:: WORK INSTRUCTIONS ::
**a)** From the passage on India's e-waste rules, list the critical metals that India is said to forfeit, worth over ₹80,000 crore, every year.
**b)** Reproduce the part of the passage on India's e-waste rules that starts at "The fraud was" and ends at "in open fields.".
**c)** Write the next part of the passage on India's e-waste rules, picking up after its final sentence.

:: PASSAGE FOR REVIEW ::
The E-Waste (Management) Rules 2022 are, on paper, comprehensive legislation. They set ambitious recycling targets, established an Extended Producer Responsibility (EPR) system requiring manufacturers to fund and account for the end-of-life disposal of their products, and created a Central Pollution Control Board (CPCB) portal for certificate trading.
The target for 2025-26 is that 70 per cent of all e-waste flows through formal channels. The reality is that formal channels handle somewhere between 5 and 10 per cent

Certificate fraud that exposed the system
The most damaging revelation of the past two years has been the discovery that the formal compliance system itself is a fiction. CPCB audits uncovered 700,000 fake EPR certificates — pieces of paper asserting that recycling had taken place that was, in many cases, physically impossible.
The fraud was so brazen that the certificates claimed recycling volumes 38 times greater than the verified capacity of the recyclers issuing them.
The National Green Tribunal issued notices. Fines were imposed. Yet industry bodies continue to warn that phantom compliance remains widespread, with ghost recycling plants collecting certificates while actual waste burns in open fields.
The economic consequences of this failure are staggering. India is estimated to forfeit over ₹80,000 crore worth of critical metals — lithium, cobalt, gold, copper, palladium — every single year, metals that sit in the discarded phones and laptops being burned in those backstreet workshops.
Meanwhile, India imports 100 per cent of its lithium, cobalt, and nickel from overseas, paying billions in foreign exchange for minerals it is simultaneously destroying. The Government’s $170-million programme for critical mineral recycling and the ₹1,500 crore National Critical Mineral Mission incentive scheme, announced in September 2025, represent a belated recognition that e-waste is not a disposal problem — it is a resource security problem.

The reckoning ahead
India’s mobile phone industry stands at a genuine inflection point in 2026. The PLI scheme has achieved what it set out to do: Attract investment, build assembly capacity, and make India a credible player in global smartphone supply chains. Apple’s bet on India has paid off for both sides. Exports are soaring. Employment in the formal sector is growing.

:: RECORDED INFORMATION ::
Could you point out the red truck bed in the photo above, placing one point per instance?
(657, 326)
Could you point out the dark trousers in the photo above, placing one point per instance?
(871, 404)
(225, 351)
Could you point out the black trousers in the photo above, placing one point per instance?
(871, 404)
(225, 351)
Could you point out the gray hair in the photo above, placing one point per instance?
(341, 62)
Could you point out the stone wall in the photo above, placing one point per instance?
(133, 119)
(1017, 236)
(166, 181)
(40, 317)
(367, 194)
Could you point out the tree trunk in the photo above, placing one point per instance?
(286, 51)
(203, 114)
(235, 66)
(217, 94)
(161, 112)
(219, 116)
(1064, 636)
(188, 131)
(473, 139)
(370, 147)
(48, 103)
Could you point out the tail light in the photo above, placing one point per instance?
---
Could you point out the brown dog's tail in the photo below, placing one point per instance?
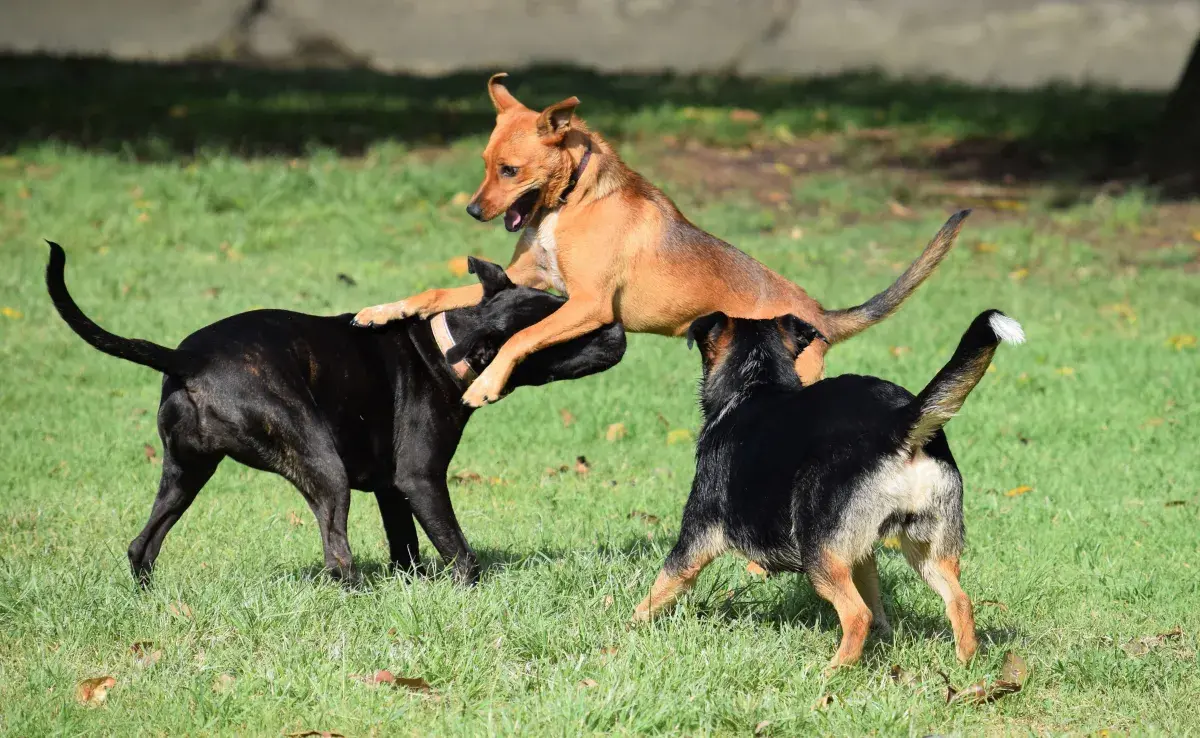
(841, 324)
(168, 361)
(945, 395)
==
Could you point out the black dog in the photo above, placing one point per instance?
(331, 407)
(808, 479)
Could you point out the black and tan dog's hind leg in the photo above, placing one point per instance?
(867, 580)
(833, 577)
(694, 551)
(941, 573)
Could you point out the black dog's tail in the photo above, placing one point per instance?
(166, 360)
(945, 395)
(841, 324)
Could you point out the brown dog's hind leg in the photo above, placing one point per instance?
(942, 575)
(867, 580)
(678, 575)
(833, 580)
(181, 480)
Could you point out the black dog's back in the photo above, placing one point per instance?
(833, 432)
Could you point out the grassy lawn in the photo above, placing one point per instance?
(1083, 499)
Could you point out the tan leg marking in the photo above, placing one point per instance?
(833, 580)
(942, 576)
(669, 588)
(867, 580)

:: RESULTS ::
**a)** lithium, cobalt, gold, copper, palladium

**b)**
The fraud was so brazen that the certificates claimed recycling volumes 38 times greater than the verified capacity of the recyclers issuing them.
The National Green Tribunal issued notices. Fines were imposed. Yet industry bodies continue to warn that phantom compliance remains widespread, with ghost recycling plants collecting certificates while actual waste burns in open fields.

**c)**
But the next stage of the journey requires confronting uncomfortable truths. A manufacturing ecosystem that adds only 23 per cent of value domestically is not truly sovereign.
A recycling regime where 95 per cent of waste is handled informally, where compliance certificates are routinely forged, and where children are dying young in toxic workshops is not a circular economy — it is a circular failure.
And a consumer market where one in four buyers visits a service centre within months of purchase, where counterfeit phones still cause fires and electrocutions, and where the Right to Repair remains a policy aspiration is not a mature market — it is one still growing its regulatory spine.
The good news is that the pieces for genuine progress exist. The kabadiwala network, rather than being criminalised, could be formalised as registered aggregators — bringing informal workers into a system with safety protections, fair wages, and legal accountability. Urban mining, properly organised, could supply India’s critical mineral needs while creating hundreds of thousands of formal jobs.
Deeper component localisation, if the semiconductor mission delivers, could finally shift India from box-builder to genuine technology manufacturer.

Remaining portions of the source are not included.